Reproduce the material from its first line through the line that contains "negative clicks: (53, 321)", with "clicks" renamed to "points" throughout and everything else unchanged. Leave the pictures out of the answer.

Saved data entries
***

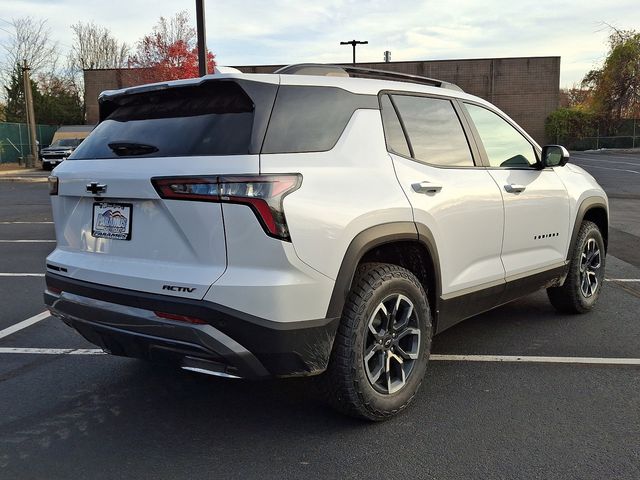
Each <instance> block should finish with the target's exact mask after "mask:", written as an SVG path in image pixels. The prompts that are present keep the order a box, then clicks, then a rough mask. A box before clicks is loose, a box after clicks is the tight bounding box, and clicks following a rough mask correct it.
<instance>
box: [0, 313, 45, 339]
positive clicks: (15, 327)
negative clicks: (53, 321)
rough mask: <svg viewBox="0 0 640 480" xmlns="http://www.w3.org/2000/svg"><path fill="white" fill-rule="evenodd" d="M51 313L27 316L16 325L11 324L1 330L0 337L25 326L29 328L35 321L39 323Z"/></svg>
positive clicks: (15, 324)
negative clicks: (29, 317) (40, 321)
mask: <svg viewBox="0 0 640 480" xmlns="http://www.w3.org/2000/svg"><path fill="white" fill-rule="evenodd" d="M50 315H51V314H50V313H49V312H42V313H39V314H38V315H34V316H33V317H31V318H27V319H26V320H23V321H21V322H18V323H16V324H15V325H11V326H10V327H7V328H5V329H4V330H0V338H4V337H7V336H9V335H11V334H12V333H15V332H17V331H18V330H22V329H23V328H27V327H29V326H31V325H33V324H34V323H38V322H39V321H40V320H44V319H45V318H48V317H49V316H50Z"/></svg>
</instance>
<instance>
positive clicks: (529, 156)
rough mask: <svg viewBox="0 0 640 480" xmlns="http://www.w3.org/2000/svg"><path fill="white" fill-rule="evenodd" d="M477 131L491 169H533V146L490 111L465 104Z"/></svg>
mask: <svg viewBox="0 0 640 480" xmlns="http://www.w3.org/2000/svg"><path fill="white" fill-rule="evenodd" d="M465 106H466V107H467V111H468V112H469V115H471V119H472V120H473V123H474V124H475V126H476V129H477V130H478V134H479V135H480V139H481V140H482V143H483V144H484V149H485V151H486V152H487V157H488V158H489V165H491V166H492V167H533V166H534V165H536V163H537V157H536V153H535V150H534V149H533V146H532V145H531V144H530V143H529V142H528V141H527V139H526V138H524V137H523V136H522V134H521V133H520V132H518V131H517V130H516V129H515V128H513V127H512V126H511V125H510V124H509V123H508V122H507V121H506V120H504V119H503V118H502V117H500V116H499V115H497V114H495V113H493V112H492V111H491V110H487V109H486V108H483V107H479V106H477V105H472V104H470V103H465Z"/></svg>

***

(Written response):
Each <instance> block should finish with the target's exact mask after "mask:", written as an SVG path in image pixels. The prompts that are present keep the order a box, then points, then a rough mask. A box before points is loose, a box after points is the tight bounding box, and points following a rough mask correct it.
<instance>
box: [0, 313, 45, 339]
positive points: (15, 327)
negative points: (53, 321)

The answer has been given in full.